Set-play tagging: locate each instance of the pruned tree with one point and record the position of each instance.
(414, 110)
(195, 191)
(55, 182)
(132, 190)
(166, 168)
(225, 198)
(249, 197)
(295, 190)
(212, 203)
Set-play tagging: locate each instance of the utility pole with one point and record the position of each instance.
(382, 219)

* * * * * * *

Directions
Copy exactly the lines of the listing above, beginning at the line with "Set-play tagging: locate each instance of the utility" and ending at its final line; write out nothing else.

Problem solution
Set-play tagging: locate each instance of the utility pole with one point and record the position of each instance.
(382, 219)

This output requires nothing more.